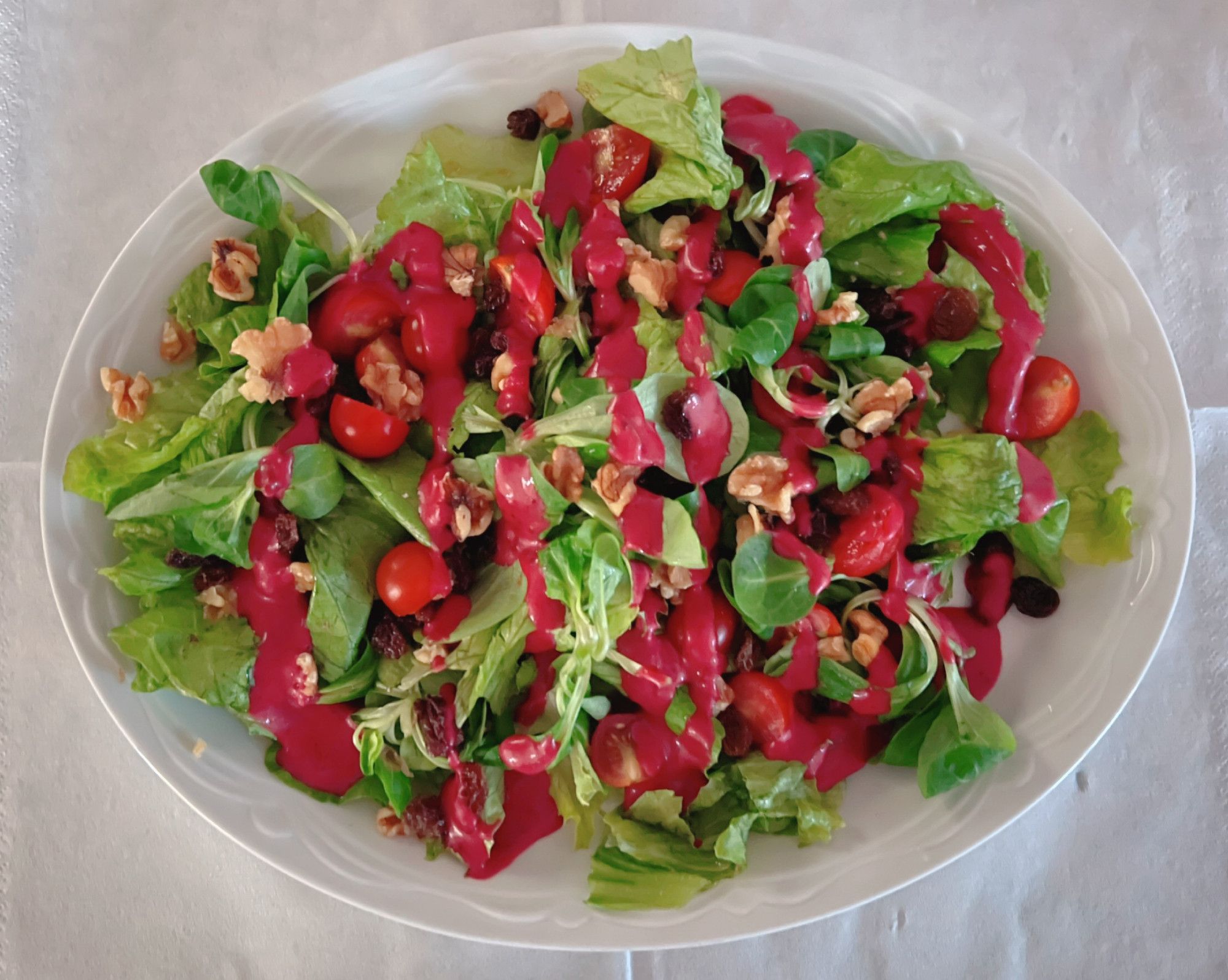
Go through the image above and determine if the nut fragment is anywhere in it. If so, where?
[196,582,238,623]
[593,463,640,517]
[231,317,311,402]
[542,446,585,504]
[209,238,260,303]
[626,257,678,309]
[157,319,196,364]
[443,242,481,296]
[290,561,316,592]
[849,609,887,667]
[99,367,154,422]
[728,453,793,524]
[661,215,690,252]
[537,88,571,129]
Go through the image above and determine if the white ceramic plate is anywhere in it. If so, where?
[42,25,1194,949]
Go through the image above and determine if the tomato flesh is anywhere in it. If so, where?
[1018,357,1079,438]
[704,251,763,306]
[376,542,432,616]
[831,484,904,576]
[328,394,409,459]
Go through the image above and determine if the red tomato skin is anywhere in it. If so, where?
[831,484,904,576]
[704,251,763,306]
[1017,357,1079,438]
[376,542,431,616]
[328,394,409,459]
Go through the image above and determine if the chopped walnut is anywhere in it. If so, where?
[231,317,311,402]
[728,453,793,524]
[290,561,316,592]
[537,88,571,129]
[542,446,585,504]
[359,361,422,422]
[849,609,887,667]
[209,238,260,303]
[626,257,678,309]
[443,242,481,296]
[376,807,405,838]
[659,215,690,252]
[196,582,238,623]
[759,194,793,263]
[157,319,196,364]
[814,292,861,327]
[593,463,640,517]
[99,367,154,422]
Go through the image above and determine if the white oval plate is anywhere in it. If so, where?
[42,25,1194,949]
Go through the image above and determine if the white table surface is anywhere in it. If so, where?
[0,0,1228,980]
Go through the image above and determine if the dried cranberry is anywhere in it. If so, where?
[717,707,754,759]
[661,388,699,442]
[507,109,542,140]
[815,486,869,517]
[930,289,981,340]
[166,548,205,571]
[1011,575,1061,619]
[405,796,447,840]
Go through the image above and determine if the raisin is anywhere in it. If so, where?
[405,796,447,840]
[661,388,699,442]
[930,289,981,340]
[166,548,205,571]
[717,707,753,759]
[1011,575,1061,619]
[507,109,542,140]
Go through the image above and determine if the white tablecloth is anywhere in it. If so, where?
[0,0,1228,980]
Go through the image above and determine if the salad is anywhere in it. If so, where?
[64,38,1132,909]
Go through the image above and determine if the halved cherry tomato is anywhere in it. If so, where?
[704,251,763,306]
[328,394,409,459]
[588,715,672,787]
[376,542,432,616]
[490,252,555,334]
[1017,357,1079,438]
[585,123,652,206]
[831,484,904,576]
[729,672,793,744]
[309,281,404,359]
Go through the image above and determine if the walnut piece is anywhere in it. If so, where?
[157,319,196,364]
[626,255,678,309]
[196,582,238,623]
[209,238,260,303]
[537,88,571,129]
[593,463,640,517]
[359,361,422,422]
[231,317,311,402]
[542,446,585,504]
[659,215,690,252]
[443,242,481,296]
[849,609,887,667]
[99,367,154,422]
[728,453,793,524]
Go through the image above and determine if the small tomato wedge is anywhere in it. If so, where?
[328,394,409,459]
[1017,357,1079,438]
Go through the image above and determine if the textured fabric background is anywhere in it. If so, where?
[0,0,1228,980]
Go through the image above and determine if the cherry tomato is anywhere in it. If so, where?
[309,281,404,359]
[729,672,793,744]
[588,715,673,787]
[1018,357,1078,438]
[376,542,432,616]
[585,123,652,206]
[490,252,555,334]
[328,394,409,459]
[831,484,904,576]
[704,251,763,306]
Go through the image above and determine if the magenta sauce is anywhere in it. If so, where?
[941,204,1045,437]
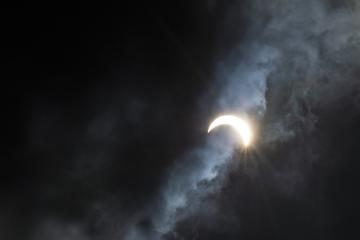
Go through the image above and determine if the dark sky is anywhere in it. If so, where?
[0,0,360,240]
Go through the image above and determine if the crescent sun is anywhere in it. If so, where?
[208,115,252,147]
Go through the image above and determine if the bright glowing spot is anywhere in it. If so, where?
[208,115,252,147]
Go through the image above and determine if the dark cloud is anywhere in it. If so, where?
[0,0,360,240]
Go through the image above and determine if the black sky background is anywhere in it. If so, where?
[0,0,360,240]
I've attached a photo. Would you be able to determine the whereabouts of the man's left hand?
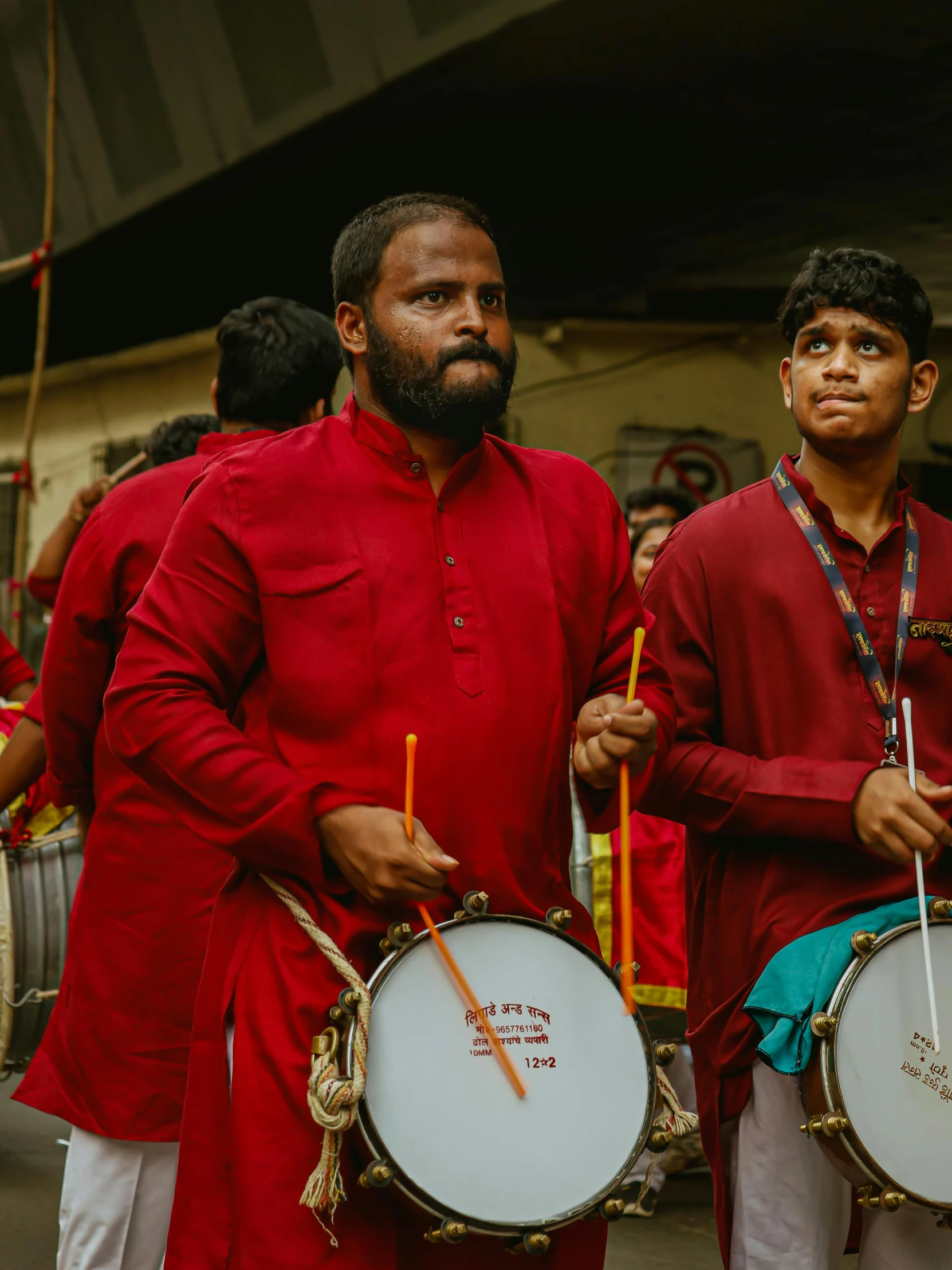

Instruction -> Turn the lines into a numbered list with no blank lines, starting at the line that has "Go through the image above and determine if the dark sky" and ending at the last line. Leave out the pictures.

Solution to this exercise ->
1. Go through the image above and determine if the dark sky is anywhere in it. If so, where?
2. [0,0,360,240]
3. Go through the image above and determine if the crescent sun is anywhere in it. If so, where?
4. [208,115,252,147]
5. Go through the image above and determine if the bright glowing spot is anywhere in it. If so, where?
6. [208,115,252,147]
7. Go through the image above and determine if the dark cloud is anywhere in it. If so, where?
8. [0,0,360,240]
9. Go through the image above and determine if the black sky background is anywhere in it. If so, where?
10. [0,0,360,240]
11. I've attached a photo. Would you be able to determine the whereabouts of the man's left hand?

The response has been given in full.